Your goal:
From the data below, copy every line that contains the word "goose".

Rows:
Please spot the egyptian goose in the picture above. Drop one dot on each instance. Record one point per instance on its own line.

---

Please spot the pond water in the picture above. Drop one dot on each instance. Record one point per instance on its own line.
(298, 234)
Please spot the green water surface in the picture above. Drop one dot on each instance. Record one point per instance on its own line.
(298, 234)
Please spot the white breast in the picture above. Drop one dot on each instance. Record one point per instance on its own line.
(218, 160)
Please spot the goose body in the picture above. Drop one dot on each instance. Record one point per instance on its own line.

==

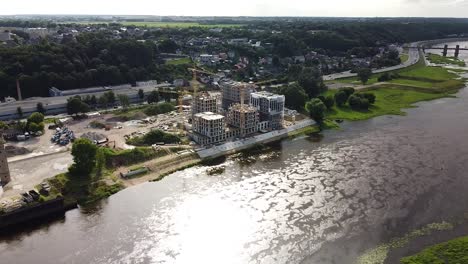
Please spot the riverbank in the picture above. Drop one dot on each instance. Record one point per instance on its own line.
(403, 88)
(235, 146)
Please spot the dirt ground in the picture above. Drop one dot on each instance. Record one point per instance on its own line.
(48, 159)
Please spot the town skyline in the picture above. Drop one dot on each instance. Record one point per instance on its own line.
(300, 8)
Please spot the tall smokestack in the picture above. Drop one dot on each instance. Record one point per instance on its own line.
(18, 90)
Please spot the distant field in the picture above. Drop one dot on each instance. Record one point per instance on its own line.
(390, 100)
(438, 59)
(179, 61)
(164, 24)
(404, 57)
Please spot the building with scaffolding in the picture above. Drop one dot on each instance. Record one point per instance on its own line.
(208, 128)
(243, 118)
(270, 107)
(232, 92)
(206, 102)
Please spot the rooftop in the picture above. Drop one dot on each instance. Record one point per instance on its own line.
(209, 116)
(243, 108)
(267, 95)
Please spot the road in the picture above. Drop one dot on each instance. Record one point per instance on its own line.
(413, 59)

Task solution:
Please spot the egyptian goose in the picture above. Drop one dot on each instance. Record one point per instance on its own line.
Please spot the goose body in the picture above. Drop one dot on each instance. Record one point per instance on its own line.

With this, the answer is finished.